**Problem:** Copy the records below exactly as they are written.

**Dataset entries:**
--
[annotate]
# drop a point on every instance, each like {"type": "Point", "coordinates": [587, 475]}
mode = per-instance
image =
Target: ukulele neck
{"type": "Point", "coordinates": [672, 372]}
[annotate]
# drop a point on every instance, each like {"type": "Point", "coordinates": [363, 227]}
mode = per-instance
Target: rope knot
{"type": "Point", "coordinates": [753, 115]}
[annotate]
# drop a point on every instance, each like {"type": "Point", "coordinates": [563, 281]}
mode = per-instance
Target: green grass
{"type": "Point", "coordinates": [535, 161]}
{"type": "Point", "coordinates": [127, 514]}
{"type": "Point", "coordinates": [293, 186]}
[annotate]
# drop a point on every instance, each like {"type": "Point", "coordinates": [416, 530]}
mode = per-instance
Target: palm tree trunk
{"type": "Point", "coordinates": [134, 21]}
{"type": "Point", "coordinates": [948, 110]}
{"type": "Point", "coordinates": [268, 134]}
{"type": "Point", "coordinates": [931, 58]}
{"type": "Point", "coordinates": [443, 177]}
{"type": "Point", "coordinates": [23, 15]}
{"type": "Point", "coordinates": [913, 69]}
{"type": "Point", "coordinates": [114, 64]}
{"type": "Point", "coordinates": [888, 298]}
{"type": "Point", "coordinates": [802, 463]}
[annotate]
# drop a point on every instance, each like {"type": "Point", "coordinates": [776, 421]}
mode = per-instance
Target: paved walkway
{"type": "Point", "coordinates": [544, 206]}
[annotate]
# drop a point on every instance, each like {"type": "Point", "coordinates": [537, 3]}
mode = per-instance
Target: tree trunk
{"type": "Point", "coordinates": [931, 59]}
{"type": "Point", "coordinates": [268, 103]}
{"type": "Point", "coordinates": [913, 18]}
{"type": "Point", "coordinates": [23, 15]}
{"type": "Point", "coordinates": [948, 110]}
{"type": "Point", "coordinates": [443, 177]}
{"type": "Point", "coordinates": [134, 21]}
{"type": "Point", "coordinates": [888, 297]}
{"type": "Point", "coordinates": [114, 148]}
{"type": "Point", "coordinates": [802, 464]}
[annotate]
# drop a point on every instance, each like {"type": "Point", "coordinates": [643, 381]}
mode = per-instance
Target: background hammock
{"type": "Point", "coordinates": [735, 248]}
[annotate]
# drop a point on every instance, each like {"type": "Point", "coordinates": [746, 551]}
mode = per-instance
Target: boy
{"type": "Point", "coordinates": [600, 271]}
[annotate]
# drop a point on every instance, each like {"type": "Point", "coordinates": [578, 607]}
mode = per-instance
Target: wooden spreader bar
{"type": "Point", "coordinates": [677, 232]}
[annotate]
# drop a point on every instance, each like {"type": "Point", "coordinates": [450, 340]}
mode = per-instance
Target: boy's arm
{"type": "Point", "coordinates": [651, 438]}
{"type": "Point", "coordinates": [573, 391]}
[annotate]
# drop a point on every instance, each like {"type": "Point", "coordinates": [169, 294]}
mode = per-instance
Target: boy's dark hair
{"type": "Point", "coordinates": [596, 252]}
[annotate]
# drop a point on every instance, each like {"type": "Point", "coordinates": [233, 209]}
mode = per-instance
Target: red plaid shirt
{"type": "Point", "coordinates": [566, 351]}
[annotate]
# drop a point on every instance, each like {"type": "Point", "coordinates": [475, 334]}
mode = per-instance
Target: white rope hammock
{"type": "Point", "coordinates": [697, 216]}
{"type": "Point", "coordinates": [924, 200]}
--
**Exercise solution:**
[annotate]
# drop a point on every instance, each like {"type": "Point", "coordinates": [587, 475]}
mode = per-instance
image =
Target: ukulele neck
{"type": "Point", "coordinates": [672, 372]}
[annotate]
# drop a point on every instance, each like {"type": "Point", "coordinates": [363, 227]}
mode = per-instance
Target: rope knot
{"type": "Point", "coordinates": [753, 115]}
[annotate]
# drop a point on every instance, each like {"type": "Point", "coordinates": [563, 281]}
mode = per-instance
Target: green grass
{"type": "Point", "coordinates": [535, 161]}
{"type": "Point", "coordinates": [127, 514]}
{"type": "Point", "coordinates": [293, 186]}
[annotate]
# drop a point on every instance, each like {"type": "Point", "coordinates": [416, 530]}
mode = per-instance
Target: palm tree trunk
{"type": "Point", "coordinates": [134, 21]}
{"type": "Point", "coordinates": [948, 110]}
{"type": "Point", "coordinates": [268, 134]}
{"type": "Point", "coordinates": [931, 58]}
{"type": "Point", "coordinates": [443, 177]}
{"type": "Point", "coordinates": [23, 15]}
{"type": "Point", "coordinates": [913, 69]}
{"type": "Point", "coordinates": [114, 64]}
{"type": "Point", "coordinates": [888, 298]}
{"type": "Point", "coordinates": [802, 463]}
[annotate]
# drop a point on every instance, each like {"type": "Point", "coordinates": [776, 421]}
mode = per-instance
Target: paved walkway
{"type": "Point", "coordinates": [544, 206]}
[annotate]
# drop a point on every instance, each like {"type": "Point", "coordinates": [537, 3]}
mode = per-instance
Target: tree trunk
{"type": "Point", "coordinates": [931, 59]}
{"type": "Point", "coordinates": [268, 103]}
{"type": "Point", "coordinates": [913, 18]}
{"type": "Point", "coordinates": [23, 15]}
{"type": "Point", "coordinates": [948, 110]}
{"type": "Point", "coordinates": [443, 177]}
{"type": "Point", "coordinates": [134, 21]}
{"type": "Point", "coordinates": [888, 297]}
{"type": "Point", "coordinates": [114, 148]}
{"type": "Point", "coordinates": [802, 464]}
[annotate]
# drop a point on every instance, each like {"type": "Point", "coordinates": [643, 381]}
mode = per-instance
Target: background hammock
{"type": "Point", "coordinates": [735, 248]}
[annotate]
# drop a point on every instance, each like {"type": "Point", "coordinates": [746, 551]}
mode = per-instance
Target: boy
{"type": "Point", "coordinates": [600, 271]}
[annotate]
# drop a point on every instance, each like {"type": "Point", "coordinates": [578, 607]}
mode = per-instance
Target: wooden spreader bar
{"type": "Point", "coordinates": [677, 232]}
[annotate]
# drop a point on every instance, each like {"type": "Point", "coordinates": [450, 340]}
mode = per-instance
Target: boy's arm
{"type": "Point", "coordinates": [651, 438]}
{"type": "Point", "coordinates": [573, 391]}
[annotate]
# drop a point on every instance, each like {"type": "Point", "coordinates": [169, 294]}
mode = per-instance
Target: boy's dark hair
{"type": "Point", "coordinates": [596, 252]}
[annotate]
# drop a point on every instance, each like {"type": "Point", "coordinates": [233, 209]}
mode = per-instance
Target: red plaid shirt
{"type": "Point", "coordinates": [566, 351]}
[annotate]
# drop a point on every instance, each like {"type": "Point", "coordinates": [475, 334]}
mode = per-instance
Target: white rope hammock
{"type": "Point", "coordinates": [697, 216]}
{"type": "Point", "coordinates": [924, 200]}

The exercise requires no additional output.